(Provided passage)
+ + + +
Decades of clinical research point to a single variable as the strongest and most replicated predictor of therapeutic success — and it is the variable our solution is built around.
In psychotherapy, clinical effects are rarely enormous. An effect considered “large” (Hedges' g ≥ 0.80) is exceptional — equivalent to a change that the patient, their family and the clinician can clearly recognize in daily life.
Kazantzis et al.'s 2016 meta-analysis, published in Behavior Therapy, found exactly that: when patients complete the homework their therapist assigns between sessions, the effect on clinical outcomes is large. And when that homework is done with quality, the benefit at follow-up is even greater than at the end of treatment.
It is an unusual finding in the clinical literature: most interventions lose effect over time. Here, the changes grow. That is why we built our entire solution around this single variable: getting the homework done, and getting it done well.
Peer-reviewed studies that support our approach.
No psychological treatment works for 100% of people. What we can say, with replicated backing across four separate meta-analyses, is that adherence to and quality of between-session homework is one of the strongest and most consistent predictors of therapeutic change — comparable in magnitude to the effect of the therapeutic alliance itself.
That is why we built our tool around that variable. We are not reinventing psychotherapy; we are strengthening it at the point where the evidence says it most often breaks down.
+ + + +
(Record extracts)
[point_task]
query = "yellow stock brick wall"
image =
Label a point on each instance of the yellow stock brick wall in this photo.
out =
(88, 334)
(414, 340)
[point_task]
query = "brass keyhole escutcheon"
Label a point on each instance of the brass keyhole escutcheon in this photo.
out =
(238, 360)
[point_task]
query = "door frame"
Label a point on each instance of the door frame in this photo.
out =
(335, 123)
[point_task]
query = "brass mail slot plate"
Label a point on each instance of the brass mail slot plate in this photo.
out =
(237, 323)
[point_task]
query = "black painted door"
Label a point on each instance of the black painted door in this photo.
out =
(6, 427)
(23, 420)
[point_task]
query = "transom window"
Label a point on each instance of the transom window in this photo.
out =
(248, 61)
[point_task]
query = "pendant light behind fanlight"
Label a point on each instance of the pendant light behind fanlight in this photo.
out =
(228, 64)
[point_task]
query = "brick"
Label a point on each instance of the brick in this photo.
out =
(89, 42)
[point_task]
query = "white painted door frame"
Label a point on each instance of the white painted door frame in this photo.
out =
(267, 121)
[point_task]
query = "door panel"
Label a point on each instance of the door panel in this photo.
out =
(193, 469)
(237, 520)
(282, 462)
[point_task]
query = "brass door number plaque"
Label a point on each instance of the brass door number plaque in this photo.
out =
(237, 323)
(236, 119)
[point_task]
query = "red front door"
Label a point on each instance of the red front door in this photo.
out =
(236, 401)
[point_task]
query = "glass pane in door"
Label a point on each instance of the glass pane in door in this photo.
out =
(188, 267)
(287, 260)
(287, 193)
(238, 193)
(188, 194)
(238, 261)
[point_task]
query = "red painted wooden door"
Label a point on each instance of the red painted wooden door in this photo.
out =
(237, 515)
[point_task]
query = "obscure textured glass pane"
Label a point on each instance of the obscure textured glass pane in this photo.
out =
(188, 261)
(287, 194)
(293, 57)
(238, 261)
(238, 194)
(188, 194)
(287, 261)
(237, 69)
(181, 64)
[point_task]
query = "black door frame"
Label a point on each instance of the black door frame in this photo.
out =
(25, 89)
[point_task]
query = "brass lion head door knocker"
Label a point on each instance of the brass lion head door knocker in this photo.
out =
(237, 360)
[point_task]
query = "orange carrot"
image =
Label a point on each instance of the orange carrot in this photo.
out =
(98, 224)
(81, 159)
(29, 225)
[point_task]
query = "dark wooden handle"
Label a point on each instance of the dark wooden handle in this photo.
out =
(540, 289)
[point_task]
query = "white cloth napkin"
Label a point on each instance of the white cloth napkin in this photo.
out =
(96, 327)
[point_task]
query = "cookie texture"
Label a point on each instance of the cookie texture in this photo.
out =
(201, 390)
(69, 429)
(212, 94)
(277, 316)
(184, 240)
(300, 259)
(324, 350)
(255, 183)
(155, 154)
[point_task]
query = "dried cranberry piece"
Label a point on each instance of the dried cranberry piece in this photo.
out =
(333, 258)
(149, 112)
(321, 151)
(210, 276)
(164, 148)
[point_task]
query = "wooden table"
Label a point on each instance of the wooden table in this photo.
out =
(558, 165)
+ + + +
(Tasks to perform)
• a. According to the passage on therapy homework, in which journal was the 2016 meta-analysis by Kazantzis et al. published?
• b. Rewrite the part of the therapy homework passage starting at "Decades of clinical" and ending at "is built around.", changing "predictor" to "indicator".

(Outputs in order)
• a. Behavior Therapy

• b.
Decades of clinical research point to a single variable as the strongest and most replicated indicator of therapeutic success — and it is the variable our solution is built around.